▸ **Short exercise**:
Copy every line of the records below word for word, leaving out the pictures.

▸ **Supplied records**:
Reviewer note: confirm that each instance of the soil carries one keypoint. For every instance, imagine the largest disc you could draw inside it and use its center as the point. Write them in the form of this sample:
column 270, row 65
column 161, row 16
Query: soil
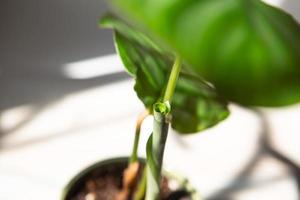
column 106, row 184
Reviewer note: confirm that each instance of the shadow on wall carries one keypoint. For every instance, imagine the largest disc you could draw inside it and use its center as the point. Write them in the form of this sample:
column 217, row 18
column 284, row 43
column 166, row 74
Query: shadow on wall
column 37, row 38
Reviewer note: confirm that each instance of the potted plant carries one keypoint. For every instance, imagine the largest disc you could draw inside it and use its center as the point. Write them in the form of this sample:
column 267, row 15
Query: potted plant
column 189, row 60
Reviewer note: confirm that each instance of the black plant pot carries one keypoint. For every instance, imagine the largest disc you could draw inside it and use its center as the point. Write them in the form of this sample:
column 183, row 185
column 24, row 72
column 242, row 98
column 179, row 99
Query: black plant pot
column 114, row 167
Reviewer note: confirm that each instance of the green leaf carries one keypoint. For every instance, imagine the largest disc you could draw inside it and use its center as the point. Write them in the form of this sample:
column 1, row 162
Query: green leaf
column 195, row 105
column 249, row 50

▸ **Finished task**:
Reviewer note: confirm that each instance of the soil carries one keypoint. For every instance, imagine the largest disc you could draw inside it and use its center as the point. Write them in the form of this sample:
column 270, row 65
column 161, row 16
Query: soil
column 106, row 184
Reviewer note: confirm that each instance of the shadow on wall carries one keypoint. For every instance, imagine the largest disc you could draw inside it and use its center as the point. Write them in the form of this sample:
column 217, row 18
column 284, row 43
column 166, row 74
Query: shadow on wall
column 37, row 38
Reviewer note: confirm that each instance of the potted plant carries one keypoint. For every instance, imagine the largest disc you could draw inside it and use its center as the point. Write them in the form of this sample:
column 267, row 15
Query: potted plant
column 189, row 60
Reviewer note: confirm that each instance of the black plant pot carries one keypoint. For every instance, imagine the largest disc you could draw inside it and use its center as the point. Write them in the form of this sample:
column 183, row 185
column 24, row 72
column 242, row 98
column 179, row 99
Query: black plant pot
column 114, row 167
Reviewer note: confirm that each instance of the green leaf carries one keypoint. For every instance, imagine the largest disc you could draw inside it and use its center as the point. Write them in the form of this sample:
column 1, row 162
Query: green leaf
column 195, row 105
column 249, row 50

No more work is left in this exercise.